- **Exercise goal**
Rewrite the items below with "instance" swapped for "occurrence" throughout, leaving everything else unchanged.

:: Exercise data

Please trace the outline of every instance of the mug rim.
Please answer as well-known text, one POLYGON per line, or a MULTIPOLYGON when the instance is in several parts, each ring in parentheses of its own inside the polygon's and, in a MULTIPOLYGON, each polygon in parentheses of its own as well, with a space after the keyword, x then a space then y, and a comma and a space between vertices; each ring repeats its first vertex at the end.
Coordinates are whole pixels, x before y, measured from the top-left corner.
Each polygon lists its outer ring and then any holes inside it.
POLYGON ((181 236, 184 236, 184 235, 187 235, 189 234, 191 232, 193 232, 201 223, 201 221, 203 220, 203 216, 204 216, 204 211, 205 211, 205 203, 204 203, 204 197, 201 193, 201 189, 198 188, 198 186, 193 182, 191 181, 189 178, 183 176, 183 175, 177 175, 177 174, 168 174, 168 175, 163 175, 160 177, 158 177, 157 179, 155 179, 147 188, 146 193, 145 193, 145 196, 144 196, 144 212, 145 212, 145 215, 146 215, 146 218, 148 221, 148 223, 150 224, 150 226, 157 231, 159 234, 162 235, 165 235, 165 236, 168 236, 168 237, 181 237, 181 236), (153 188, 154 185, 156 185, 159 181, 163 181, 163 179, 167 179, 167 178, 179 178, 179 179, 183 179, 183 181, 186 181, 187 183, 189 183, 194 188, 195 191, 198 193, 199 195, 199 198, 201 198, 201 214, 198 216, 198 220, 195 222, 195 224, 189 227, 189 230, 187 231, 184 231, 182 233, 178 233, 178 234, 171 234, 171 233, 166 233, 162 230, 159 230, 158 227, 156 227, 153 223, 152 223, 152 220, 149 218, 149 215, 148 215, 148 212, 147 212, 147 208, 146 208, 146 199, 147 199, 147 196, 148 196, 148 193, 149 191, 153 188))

::::

- **Expected answer**
Please trace the outline of every occurrence of the mug rim.
Please answer as well-known text, one POLYGON per line, or a MULTIPOLYGON when the occurrence is in several parts, each ring in parentheses of its own inside the polygon's and, in a MULTIPOLYGON, each polygon in parentheses of its own as well, with a space after the keyword, x then a space then y, and a comma and a space between vertices; each ring repeats its first vertex at the end.
Coordinates are whole pixels, x before y, measured from the top-left corner.
Each polygon lists its outer ring and then any holes inside it.
POLYGON ((181 236, 184 236, 184 235, 187 235, 189 234, 191 232, 193 232, 201 223, 201 221, 203 220, 203 216, 204 216, 204 211, 205 211, 205 203, 204 203, 204 197, 201 193, 201 189, 198 188, 198 186, 193 182, 191 181, 189 178, 183 176, 183 175, 177 175, 177 174, 168 174, 168 175, 163 175, 160 177, 158 177, 157 179, 155 179, 147 188, 146 193, 145 193, 145 196, 144 196, 144 212, 145 212, 145 215, 146 215, 146 218, 148 221, 148 223, 150 224, 150 226, 157 231, 159 234, 162 235, 165 235, 165 236, 168 236, 168 237, 181 237, 181 236), (153 188, 154 185, 156 185, 159 181, 163 181, 163 179, 167 179, 167 178, 179 178, 179 179, 183 179, 183 181, 186 181, 187 183, 189 183, 194 188, 195 191, 198 193, 199 195, 199 198, 201 198, 201 214, 198 216, 198 220, 195 222, 195 224, 189 227, 189 230, 187 231, 184 231, 182 233, 178 233, 178 234, 171 234, 171 233, 166 233, 162 230, 159 230, 158 227, 156 227, 153 223, 152 223, 152 220, 149 218, 149 215, 148 215, 148 212, 147 212, 147 208, 146 208, 146 199, 147 199, 147 196, 148 196, 148 193, 149 191, 153 188))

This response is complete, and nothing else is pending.